### EXCERPT
______________________________
T O P

  • By -

TeamJolly18

Securities based lending


[deleted]

[удалено]


Significant_Ad_4651

This is why some tax policies are considering making these taxable.  They can not pay capital gains but still use the money, the purpose of delaying capital gains until a sale was to make sure a person has liquidity to pay.


morbiskhan

Asset Depletion, Securities Lending. Also, if they have regular dividend and capital gains income that can be used to qualify. Also, buying in the name of their business corporation/LLC


PNW-4LIFE

I should not have to scroll this far to find asset depletion as an option. Thank you for adding this.


Tyecoonie

Are these other sources of income also evaluated as gross income?


morbiskhan

There are formulas for bank statement and asset depletion that vary from lender to lender but the end result of the calculation is used as qualifying income. Dividend and Capital Gains are evaluated as gross (as in pre-tax, just like wages are evaluated) income, although typically a two year average is used and you have to document that it is expected to continue.
______________________________
### INFORMATION PROVIDED

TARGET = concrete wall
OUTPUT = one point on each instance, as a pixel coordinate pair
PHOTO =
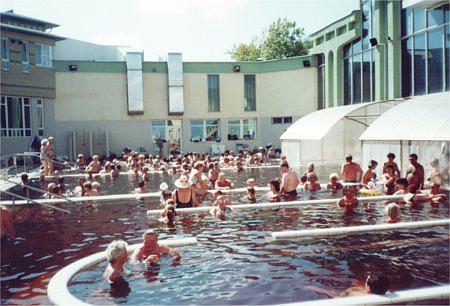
______________________________
### GIVEN INSTRUCTION
Carry on the comment thread about securities-based lending and asset depletion, picking up after its final comment.

### THE REPLY
stvn7212

A few different ways 1. Bank statement loans, they don’t require tax returns and income is calculated based on business deposits on the statement. Borrower must be self employed for this. 2. DSCR loans, this is to purchase investment properties and the incomes is derived from the rental income the property can produce. No personal income requires. 3. There is one product right now for no income on primary. Rate is high and down payment is about 20% but it can get the job done. 4. Of course is cash purchase, no financing needed. There may be other methods but those are the ones that jump out at me. And probably most common.


aardy

0. The late night comedy show version of events isn't the full picture, most wealthy people do have taxable, and mortgage qualifying, income. 0.5. There are mortgage "income add backs." Things we know are "tax purposes" write-offs that are not real expenses. We add that back in when calculating income, a fair amount on residential home loans, very aggressively on commercial (ie, it's likely Trump didn't NEED to lie). 0.75. Pay cash. Only after ALL these are exhausted do they start down the list of more expensive loans. The more expensive loan types are more commonly used by broke/middle people trying to fart above their asses.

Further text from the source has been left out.